PROBLEM TO WORK ON ▸
Quote only the lines from the one containing "# point at: dresser drawer (one per instance)" through the final line, both included, and omit the pictures.

ENTRIES PROVIDED ▸
>>>

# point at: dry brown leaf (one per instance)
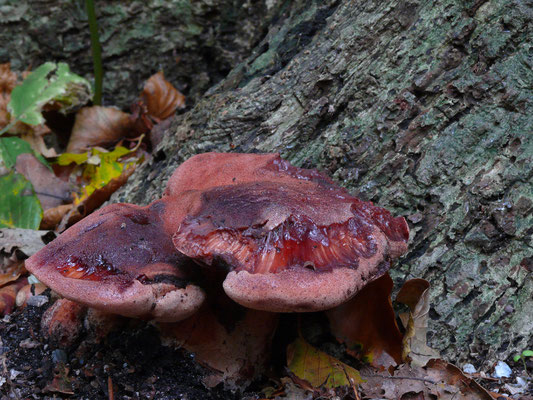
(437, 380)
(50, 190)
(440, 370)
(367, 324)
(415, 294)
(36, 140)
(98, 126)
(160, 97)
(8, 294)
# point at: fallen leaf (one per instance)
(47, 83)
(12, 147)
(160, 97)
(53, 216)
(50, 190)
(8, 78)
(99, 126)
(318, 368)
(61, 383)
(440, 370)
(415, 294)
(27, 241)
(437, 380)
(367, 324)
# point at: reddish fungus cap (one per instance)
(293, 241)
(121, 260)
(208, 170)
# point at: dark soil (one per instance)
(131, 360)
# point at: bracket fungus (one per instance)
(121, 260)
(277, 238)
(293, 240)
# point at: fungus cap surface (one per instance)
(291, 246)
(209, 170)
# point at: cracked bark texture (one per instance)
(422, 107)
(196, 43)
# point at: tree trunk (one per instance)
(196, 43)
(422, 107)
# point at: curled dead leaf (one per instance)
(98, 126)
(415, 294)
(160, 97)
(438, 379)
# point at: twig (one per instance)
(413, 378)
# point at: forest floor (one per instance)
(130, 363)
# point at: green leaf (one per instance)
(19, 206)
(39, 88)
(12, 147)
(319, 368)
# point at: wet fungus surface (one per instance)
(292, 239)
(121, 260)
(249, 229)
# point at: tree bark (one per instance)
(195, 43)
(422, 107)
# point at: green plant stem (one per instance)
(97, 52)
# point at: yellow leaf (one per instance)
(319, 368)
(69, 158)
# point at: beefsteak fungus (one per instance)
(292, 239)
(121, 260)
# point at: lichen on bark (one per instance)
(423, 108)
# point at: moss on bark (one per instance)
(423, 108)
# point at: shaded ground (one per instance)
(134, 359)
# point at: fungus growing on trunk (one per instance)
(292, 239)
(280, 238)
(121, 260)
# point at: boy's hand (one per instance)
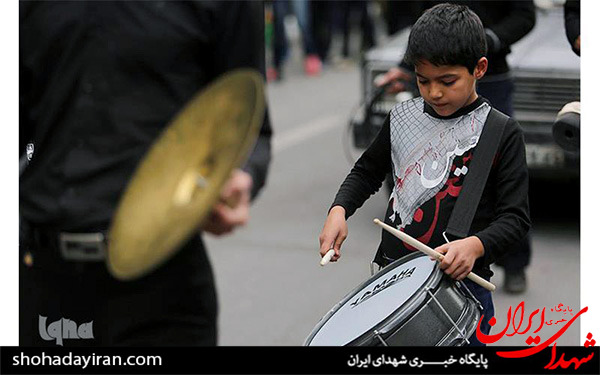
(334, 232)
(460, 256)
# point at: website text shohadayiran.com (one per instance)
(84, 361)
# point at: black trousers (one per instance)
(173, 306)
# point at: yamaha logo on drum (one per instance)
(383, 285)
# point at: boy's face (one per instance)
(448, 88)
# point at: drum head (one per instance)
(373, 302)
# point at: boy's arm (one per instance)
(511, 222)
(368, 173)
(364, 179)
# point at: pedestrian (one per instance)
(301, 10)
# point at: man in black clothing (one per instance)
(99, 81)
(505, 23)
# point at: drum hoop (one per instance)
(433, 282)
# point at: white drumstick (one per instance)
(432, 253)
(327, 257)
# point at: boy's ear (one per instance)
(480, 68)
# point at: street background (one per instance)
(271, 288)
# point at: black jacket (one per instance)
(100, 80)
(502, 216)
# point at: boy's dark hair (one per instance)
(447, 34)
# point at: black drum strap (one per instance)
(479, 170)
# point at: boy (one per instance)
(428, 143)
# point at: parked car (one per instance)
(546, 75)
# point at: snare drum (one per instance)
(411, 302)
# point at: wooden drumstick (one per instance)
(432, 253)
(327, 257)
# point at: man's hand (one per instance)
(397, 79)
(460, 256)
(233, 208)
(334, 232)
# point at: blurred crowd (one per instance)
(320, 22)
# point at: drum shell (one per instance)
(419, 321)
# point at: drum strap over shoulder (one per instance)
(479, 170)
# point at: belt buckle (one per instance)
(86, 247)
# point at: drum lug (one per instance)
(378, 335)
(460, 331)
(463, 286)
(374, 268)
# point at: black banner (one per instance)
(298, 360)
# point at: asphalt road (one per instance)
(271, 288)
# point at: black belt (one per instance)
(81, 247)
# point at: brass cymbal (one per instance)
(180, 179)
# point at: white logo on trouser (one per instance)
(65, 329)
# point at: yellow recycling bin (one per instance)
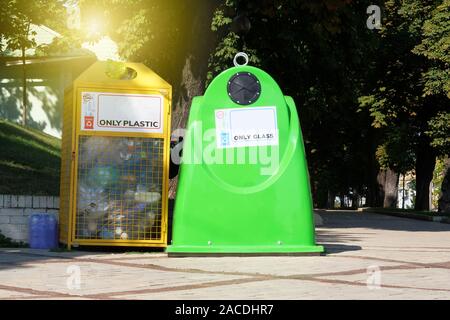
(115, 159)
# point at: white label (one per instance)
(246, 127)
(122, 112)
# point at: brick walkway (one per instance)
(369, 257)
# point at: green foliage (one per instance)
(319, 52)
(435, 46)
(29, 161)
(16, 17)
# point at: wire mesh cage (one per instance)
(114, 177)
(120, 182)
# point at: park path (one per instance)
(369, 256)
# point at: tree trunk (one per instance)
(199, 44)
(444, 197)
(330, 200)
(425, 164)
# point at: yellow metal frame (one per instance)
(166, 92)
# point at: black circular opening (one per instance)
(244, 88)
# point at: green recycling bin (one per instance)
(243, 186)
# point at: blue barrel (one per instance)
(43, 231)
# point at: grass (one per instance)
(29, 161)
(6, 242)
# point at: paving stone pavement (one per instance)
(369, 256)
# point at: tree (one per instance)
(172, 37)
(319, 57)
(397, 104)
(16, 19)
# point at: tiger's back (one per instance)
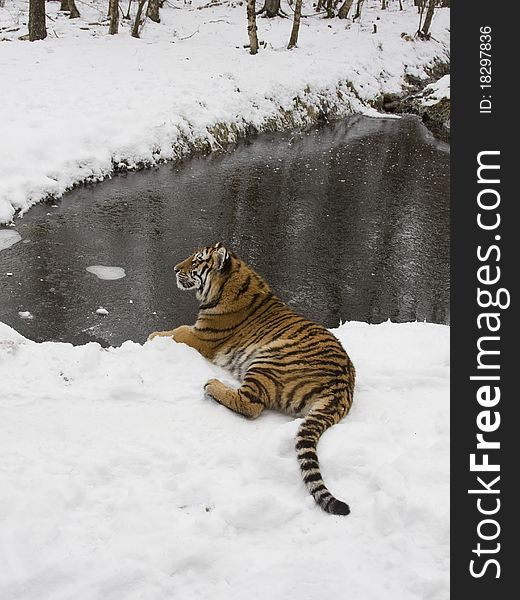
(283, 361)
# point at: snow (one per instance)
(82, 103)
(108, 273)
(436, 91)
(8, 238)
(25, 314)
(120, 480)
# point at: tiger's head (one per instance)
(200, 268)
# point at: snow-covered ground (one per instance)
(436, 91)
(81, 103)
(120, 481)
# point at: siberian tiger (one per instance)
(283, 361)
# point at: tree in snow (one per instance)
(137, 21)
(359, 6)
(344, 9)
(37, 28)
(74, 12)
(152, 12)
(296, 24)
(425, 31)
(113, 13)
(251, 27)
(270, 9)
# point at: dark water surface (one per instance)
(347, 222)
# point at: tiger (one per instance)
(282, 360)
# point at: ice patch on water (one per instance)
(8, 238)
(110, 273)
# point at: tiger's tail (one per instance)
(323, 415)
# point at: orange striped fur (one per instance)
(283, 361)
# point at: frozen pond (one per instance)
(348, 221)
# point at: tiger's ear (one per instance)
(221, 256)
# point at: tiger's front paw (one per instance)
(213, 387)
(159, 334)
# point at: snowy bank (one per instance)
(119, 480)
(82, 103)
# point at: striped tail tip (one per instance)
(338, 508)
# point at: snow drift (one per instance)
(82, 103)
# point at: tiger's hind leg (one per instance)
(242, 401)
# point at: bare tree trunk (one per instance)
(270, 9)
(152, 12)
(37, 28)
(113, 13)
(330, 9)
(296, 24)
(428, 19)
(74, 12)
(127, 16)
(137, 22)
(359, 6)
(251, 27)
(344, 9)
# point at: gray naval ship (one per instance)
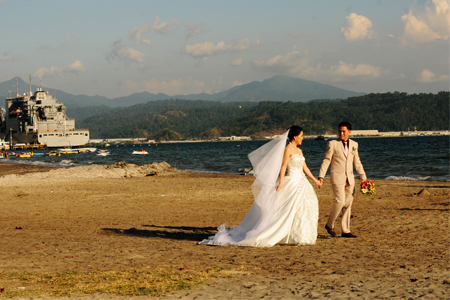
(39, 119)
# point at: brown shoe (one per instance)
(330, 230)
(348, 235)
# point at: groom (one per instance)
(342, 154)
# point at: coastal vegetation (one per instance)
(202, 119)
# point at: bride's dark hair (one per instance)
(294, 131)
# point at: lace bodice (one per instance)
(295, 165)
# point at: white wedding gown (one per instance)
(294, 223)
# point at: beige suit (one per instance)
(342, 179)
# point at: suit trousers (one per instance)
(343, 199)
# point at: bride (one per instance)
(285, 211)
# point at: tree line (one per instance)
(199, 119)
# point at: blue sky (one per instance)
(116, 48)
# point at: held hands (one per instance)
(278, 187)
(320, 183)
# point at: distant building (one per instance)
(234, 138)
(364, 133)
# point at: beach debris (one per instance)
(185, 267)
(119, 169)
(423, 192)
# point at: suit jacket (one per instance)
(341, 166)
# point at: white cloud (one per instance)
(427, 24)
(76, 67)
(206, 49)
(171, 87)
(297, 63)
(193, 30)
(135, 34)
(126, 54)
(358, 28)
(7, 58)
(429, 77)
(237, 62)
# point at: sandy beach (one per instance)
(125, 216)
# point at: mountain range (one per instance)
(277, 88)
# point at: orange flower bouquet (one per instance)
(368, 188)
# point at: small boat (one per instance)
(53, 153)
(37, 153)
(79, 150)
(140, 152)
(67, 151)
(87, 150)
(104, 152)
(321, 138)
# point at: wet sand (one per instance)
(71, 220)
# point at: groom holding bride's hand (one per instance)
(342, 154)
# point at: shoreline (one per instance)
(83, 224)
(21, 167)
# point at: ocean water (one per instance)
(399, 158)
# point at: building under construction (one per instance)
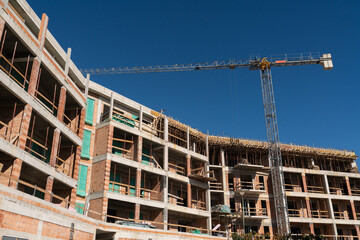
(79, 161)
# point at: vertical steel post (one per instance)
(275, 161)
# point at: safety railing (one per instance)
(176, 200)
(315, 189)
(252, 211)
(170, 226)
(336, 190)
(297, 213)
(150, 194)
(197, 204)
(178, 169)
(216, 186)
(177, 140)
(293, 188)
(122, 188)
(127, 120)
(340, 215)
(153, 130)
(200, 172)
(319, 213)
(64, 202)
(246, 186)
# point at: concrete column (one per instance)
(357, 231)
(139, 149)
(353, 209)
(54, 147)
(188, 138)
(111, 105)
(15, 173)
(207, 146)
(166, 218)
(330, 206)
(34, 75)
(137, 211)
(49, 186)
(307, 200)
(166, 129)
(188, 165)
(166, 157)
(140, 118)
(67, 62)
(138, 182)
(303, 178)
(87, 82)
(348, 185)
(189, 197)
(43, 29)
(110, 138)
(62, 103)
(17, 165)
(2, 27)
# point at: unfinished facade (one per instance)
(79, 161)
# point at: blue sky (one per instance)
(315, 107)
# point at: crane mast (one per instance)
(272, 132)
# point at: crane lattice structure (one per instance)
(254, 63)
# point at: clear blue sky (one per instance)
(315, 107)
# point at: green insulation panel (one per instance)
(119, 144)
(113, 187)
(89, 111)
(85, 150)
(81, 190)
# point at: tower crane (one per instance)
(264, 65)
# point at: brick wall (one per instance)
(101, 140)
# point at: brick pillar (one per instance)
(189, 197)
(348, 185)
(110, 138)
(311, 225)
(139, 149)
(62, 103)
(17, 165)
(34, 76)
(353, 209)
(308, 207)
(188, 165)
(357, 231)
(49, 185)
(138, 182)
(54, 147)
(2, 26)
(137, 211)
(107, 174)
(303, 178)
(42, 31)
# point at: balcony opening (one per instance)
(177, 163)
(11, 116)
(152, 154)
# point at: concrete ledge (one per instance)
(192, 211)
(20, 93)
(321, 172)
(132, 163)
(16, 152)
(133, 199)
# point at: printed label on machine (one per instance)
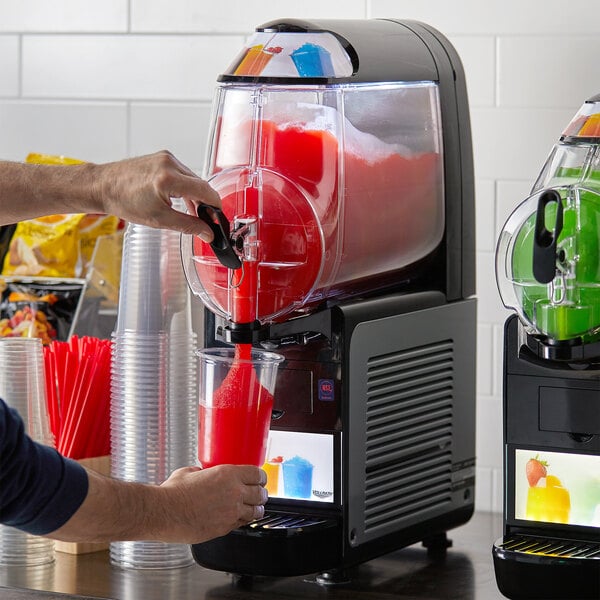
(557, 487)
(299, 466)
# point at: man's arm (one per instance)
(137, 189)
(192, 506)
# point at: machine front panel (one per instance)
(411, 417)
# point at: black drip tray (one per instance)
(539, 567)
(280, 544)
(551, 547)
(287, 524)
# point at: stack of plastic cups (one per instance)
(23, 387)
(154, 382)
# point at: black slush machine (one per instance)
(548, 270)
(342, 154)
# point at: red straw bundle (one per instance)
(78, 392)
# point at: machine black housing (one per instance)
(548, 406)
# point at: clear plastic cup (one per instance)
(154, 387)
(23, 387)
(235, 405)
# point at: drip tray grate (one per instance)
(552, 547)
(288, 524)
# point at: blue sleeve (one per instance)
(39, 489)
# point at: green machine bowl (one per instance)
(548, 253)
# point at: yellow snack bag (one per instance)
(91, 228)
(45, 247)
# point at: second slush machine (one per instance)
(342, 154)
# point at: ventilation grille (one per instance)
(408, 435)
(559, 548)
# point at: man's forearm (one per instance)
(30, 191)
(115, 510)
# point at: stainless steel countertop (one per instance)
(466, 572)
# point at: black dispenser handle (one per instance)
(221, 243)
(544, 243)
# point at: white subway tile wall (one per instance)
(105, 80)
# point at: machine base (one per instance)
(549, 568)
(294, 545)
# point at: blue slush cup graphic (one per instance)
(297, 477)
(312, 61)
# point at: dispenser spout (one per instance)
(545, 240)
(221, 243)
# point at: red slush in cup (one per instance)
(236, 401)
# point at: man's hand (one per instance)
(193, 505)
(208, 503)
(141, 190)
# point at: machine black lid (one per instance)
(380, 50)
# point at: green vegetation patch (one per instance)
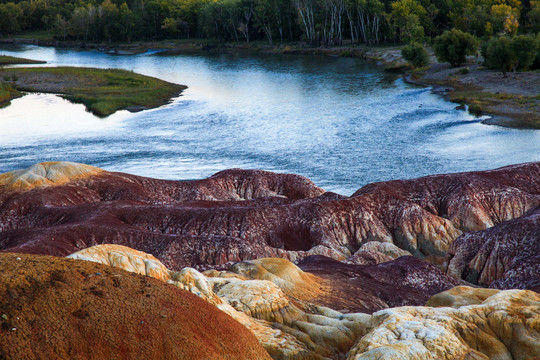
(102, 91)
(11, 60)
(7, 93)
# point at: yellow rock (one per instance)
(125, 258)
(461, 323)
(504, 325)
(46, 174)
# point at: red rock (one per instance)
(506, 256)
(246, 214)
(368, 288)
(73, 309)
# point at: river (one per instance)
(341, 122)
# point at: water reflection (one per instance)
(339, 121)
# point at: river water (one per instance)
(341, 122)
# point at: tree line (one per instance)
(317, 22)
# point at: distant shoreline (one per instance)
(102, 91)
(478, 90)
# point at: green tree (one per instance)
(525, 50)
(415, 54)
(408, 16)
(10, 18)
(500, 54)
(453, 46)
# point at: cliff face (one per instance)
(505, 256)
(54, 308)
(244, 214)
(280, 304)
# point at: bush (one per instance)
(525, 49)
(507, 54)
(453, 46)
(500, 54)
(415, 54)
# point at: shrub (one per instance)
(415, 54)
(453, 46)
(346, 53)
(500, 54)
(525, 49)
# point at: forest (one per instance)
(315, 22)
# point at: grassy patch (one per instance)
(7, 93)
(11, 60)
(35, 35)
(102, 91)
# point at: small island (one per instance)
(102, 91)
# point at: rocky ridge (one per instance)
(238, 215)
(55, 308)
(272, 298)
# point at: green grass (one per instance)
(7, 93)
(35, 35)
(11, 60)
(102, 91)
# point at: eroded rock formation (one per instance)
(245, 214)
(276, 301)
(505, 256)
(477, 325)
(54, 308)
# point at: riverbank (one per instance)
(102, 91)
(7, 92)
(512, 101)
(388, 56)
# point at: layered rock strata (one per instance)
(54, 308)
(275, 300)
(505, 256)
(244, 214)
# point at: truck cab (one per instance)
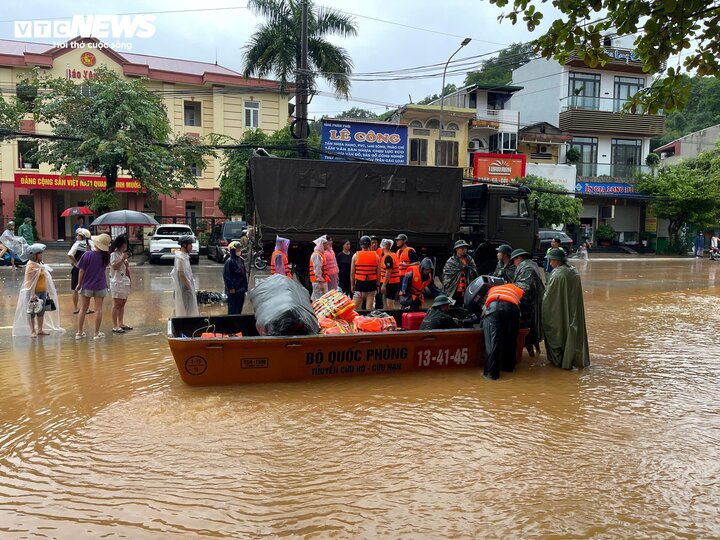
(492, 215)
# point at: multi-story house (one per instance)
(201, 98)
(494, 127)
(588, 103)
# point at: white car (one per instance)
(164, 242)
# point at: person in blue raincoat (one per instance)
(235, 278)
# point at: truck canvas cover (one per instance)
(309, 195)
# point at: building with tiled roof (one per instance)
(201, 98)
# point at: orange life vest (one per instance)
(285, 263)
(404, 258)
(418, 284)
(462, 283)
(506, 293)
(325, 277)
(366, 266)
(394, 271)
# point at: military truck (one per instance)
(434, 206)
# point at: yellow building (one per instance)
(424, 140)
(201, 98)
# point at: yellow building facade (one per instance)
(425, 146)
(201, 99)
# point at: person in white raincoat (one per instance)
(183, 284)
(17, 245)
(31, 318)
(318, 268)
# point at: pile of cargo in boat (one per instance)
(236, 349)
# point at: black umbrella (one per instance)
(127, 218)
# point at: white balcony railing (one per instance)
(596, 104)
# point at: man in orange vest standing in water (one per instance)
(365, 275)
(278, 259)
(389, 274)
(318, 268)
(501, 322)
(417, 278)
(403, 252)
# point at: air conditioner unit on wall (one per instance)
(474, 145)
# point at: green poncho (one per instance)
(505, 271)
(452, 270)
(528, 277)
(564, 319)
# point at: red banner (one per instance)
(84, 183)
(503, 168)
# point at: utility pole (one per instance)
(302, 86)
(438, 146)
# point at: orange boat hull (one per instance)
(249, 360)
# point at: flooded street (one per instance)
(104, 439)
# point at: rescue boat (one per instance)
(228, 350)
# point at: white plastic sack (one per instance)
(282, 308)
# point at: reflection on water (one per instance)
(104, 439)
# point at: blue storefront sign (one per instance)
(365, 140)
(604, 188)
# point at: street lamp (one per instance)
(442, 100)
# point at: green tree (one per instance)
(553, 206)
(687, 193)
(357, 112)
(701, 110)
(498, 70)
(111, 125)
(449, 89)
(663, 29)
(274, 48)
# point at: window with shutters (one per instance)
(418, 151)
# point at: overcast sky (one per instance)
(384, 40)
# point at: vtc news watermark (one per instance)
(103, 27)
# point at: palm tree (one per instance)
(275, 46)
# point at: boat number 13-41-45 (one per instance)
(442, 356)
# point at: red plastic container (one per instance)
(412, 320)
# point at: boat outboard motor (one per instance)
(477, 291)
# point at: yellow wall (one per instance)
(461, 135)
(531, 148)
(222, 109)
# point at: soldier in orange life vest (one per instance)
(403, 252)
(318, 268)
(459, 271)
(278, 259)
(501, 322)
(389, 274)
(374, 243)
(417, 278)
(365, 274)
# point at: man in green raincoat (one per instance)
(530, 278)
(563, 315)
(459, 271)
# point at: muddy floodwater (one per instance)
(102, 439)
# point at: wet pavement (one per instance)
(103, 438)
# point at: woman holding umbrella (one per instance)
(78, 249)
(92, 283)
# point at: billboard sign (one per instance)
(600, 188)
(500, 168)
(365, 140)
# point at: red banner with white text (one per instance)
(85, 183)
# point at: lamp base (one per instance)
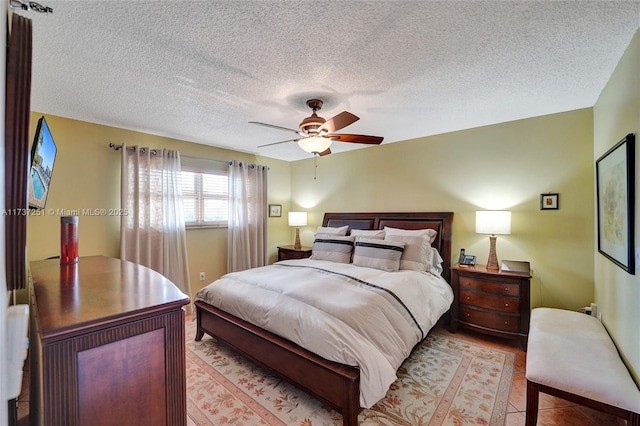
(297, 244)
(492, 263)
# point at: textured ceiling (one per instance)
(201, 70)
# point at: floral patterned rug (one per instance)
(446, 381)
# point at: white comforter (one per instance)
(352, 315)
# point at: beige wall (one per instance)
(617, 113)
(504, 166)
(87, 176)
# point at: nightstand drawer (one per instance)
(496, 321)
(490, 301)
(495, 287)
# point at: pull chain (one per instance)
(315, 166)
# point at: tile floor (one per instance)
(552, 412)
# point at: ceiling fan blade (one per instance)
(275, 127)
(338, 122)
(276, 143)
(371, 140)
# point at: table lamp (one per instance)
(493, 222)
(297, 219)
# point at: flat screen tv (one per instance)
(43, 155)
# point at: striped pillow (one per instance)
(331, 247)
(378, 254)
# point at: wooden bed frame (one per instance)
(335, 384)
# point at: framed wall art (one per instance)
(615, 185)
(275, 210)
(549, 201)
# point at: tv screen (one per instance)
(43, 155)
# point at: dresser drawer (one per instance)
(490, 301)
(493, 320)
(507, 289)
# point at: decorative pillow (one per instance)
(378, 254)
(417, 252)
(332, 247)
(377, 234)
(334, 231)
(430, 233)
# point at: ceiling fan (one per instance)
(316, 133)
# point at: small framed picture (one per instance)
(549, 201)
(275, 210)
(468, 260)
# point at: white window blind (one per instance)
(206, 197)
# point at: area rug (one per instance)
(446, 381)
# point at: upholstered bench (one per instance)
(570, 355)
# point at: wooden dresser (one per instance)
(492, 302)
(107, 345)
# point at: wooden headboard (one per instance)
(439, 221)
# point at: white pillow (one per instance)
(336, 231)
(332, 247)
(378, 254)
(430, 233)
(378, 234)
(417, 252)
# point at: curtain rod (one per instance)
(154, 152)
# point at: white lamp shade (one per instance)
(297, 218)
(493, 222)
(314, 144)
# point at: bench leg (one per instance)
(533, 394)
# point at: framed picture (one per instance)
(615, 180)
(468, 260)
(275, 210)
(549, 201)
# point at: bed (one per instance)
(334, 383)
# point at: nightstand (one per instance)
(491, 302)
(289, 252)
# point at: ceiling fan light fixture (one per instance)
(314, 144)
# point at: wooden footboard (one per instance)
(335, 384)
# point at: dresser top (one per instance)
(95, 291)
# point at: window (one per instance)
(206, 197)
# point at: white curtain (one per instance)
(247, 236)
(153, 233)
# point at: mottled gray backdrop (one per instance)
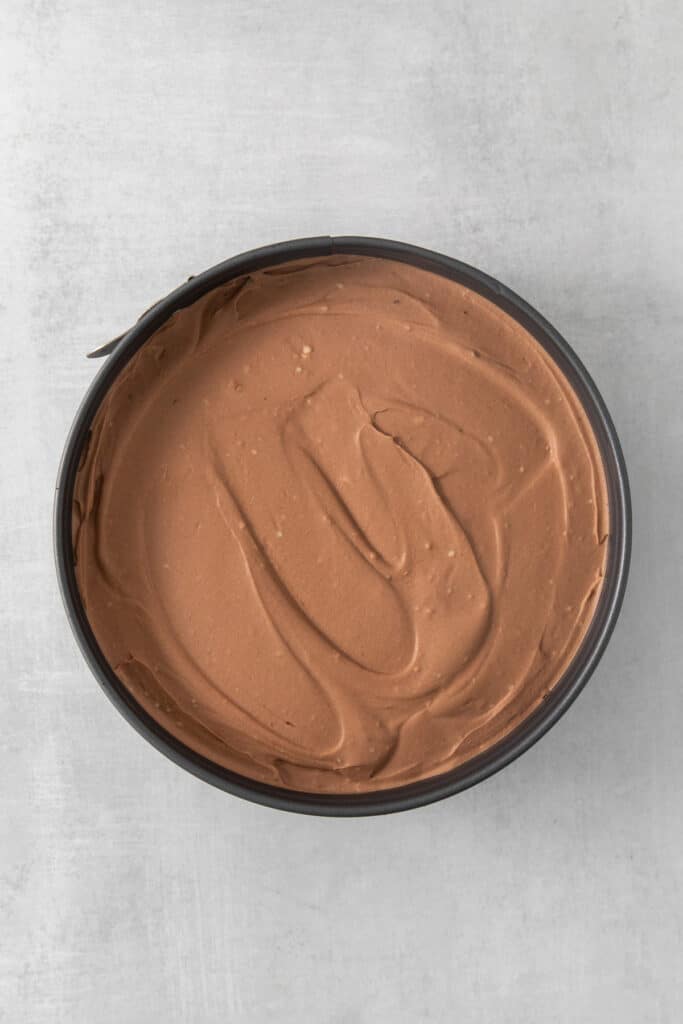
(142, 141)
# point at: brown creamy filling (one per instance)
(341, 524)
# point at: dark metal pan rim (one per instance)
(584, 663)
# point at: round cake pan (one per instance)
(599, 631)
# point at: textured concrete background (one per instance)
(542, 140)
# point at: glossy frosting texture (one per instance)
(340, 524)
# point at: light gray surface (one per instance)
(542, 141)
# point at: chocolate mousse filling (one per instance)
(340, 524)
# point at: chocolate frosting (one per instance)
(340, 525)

<<<

RESPONSE ▸
# point at: dresser drawer (one per instance)
(490, 301)
(493, 320)
(507, 289)
# point at: decorative pillow (one per instance)
(378, 254)
(417, 252)
(332, 247)
(377, 234)
(334, 231)
(430, 233)
# point at: ceiling fan (one per instance)
(316, 133)
# point at: small framed picture (one per instance)
(549, 201)
(275, 210)
(468, 260)
# point at: white window blind (one per instance)
(206, 197)
# point at: area rug (one per instance)
(446, 381)
# point at: upholstered bench (one per instance)
(570, 355)
# point at: wooden dresser (one per instance)
(492, 302)
(107, 345)
# point at: wooden headboard (one per instance)
(439, 221)
# point at: white pillow (one per instance)
(336, 231)
(332, 247)
(378, 254)
(430, 233)
(378, 234)
(417, 252)
# point at: curtain rod (one per instance)
(154, 152)
# point at: white lamp shade (one per instance)
(297, 218)
(493, 222)
(314, 144)
# point at: bench leg (one per instance)
(533, 394)
# point at: framed picture (one per instance)
(615, 180)
(468, 260)
(275, 210)
(549, 201)
# point at: bed (one per instance)
(334, 383)
# point at: nightstand (one per instance)
(491, 302)
(289, 252)
# point at: ceiling fan light fixture (one per instance)
(314, 144)
# point at: wooden footboard (one per instance)
(335, 384)
# point at: dresser top (one per instance)
(95, 291)
# point at: window (one per instance)
(206, 197)
# point at: white curtain (one per instance)
(247, 236)
(153, 233)
# point at: mottled gray backdrop (one per instance)
(142, 141)
# point at: brown creamy filling (one per instance)
(341, 524)
# point at: dark metal pan rim (one per instance)
(584, 663)
# point at: round cake pan (one per instance)
(599, 631)
# point at: textured concrete background (one per instance)
(542, 140)
# point at: glossy frosting texture (one per instance)
(340, 524)
# point at: light gray surface (one per instance)
(542, 141)
# point at: chocolate mousse filling (one per instance)
(340, 524)
# point at: chocolate frosting (one per instance)
(340, 525)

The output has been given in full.